Segment Start: PROVIDED INFORMATION
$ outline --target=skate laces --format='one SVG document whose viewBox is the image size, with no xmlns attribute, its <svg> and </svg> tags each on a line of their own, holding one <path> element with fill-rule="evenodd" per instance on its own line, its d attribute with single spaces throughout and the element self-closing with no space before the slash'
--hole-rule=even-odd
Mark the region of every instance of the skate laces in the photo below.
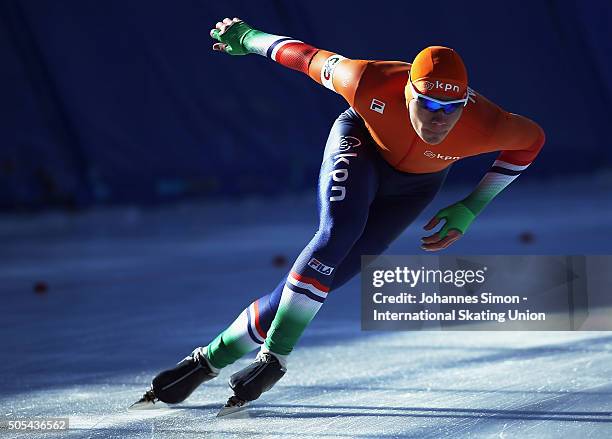
<svg viewBox="0 0 612 439">
<path fill-rule="evenodd" d="M 257 357 L 255 357 L 256 363 L 272 363 L 273 360 L 276 360 L 278 364 L 281 365 L 281 368 L 287 370 L 287 356 L 286 355 L 278 355 L 273 352 L 270 352 L 267 349 L 261 349 L 257 353 Z"/>
<path fill-rule="evenodd" d="M 255 357 L 255 363 L 270 363 L 274 359 L 274 356 L 268 352 L 261 352 Z"/>
<path fill-rule="evenodd" d="M 202 348 L 197 348 L 191 353 L 194 361 L 197 361 L 200 364 L 204 364 L 204 354 L 202 353 Z"/>
<path fill-rule="evenodd" d="M 193 359 L 195 361 L 197 361 L 198 363 L 200 363 L 202 366 L 204 366 L 210 371 L 210 375 L 214 375 L 214 376 L 219 375 L 219 372 L 221 371 L 221 369 L 217 369 L 210 363 L 210 360 L 208 359 L 208 356 L 206 355 L 206 348 L 196 348 L 191 353 L 191 355 L 193 356 Z"/>
</svg>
Segment End: PROVIDED INFORMATION
**EXERCISE AIM**:
Set down the line containing "Mark the region", then every later line through the end of the material, exactly as written; omit any picture.

**EXERCISE SOLUTION**:
Mark the region of every instance of the skate laces in the photo below.
<svg viewBox="0 0 612 439">
<path fill-rule="evenodd" d="M 257 357 L 255 357 L 256 363 L 272 363 L 273 360 L 276 360 L 278 364 L 281 365 L 281 368 L 287 370 L 287 356 L 286 355 L 278 355 L 273 352 L 270 352 L 267 349 L 261 349 L 257 353 Z"/>
<path fill-rule="evenodd" d="M 255 357 L 255 363 L 270 363 L 274 359 L 274 356 L 268 352 L 261 352 Z"/>
<path fill-rule="evenodd" d="M 202 348 L 197 348 L 191 353 L 194 361 L 197 361 L 200 364 L 204 364 L 204 354 L 202 353 Z"/>
<path fill-rule="evenodd" d="M 193 359 L 195 361 L 197 361 L 198 363 L 200 363 L 202 366 L 204 366 L 210 371 L 210 375 L 214 375 L 214 376 L 219 375 L 219 372 L 221 371 L 221 369 L 217 369 L 210 363 L 210 360 L 208 359 L 208 356 L 206 355 L 206 348 L 196 348 L 191 353 L 191 355 L 193 356 Z"/>
</svg>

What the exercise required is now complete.